Written request: Return the listing below unchanged, reproducing every line in full and in its original order.

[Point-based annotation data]
▼

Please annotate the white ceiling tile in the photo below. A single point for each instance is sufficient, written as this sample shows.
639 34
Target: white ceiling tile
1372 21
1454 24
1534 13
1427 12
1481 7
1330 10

▲

Solution to the problem:
Please annotate the white ceiling tile in the photo below. A single point for each instance is sufficient, written as this sample shows.
639 34
Target: white ceiling tile
1372 21
1454 24
1534 13
1427 12
1481 7
1330 10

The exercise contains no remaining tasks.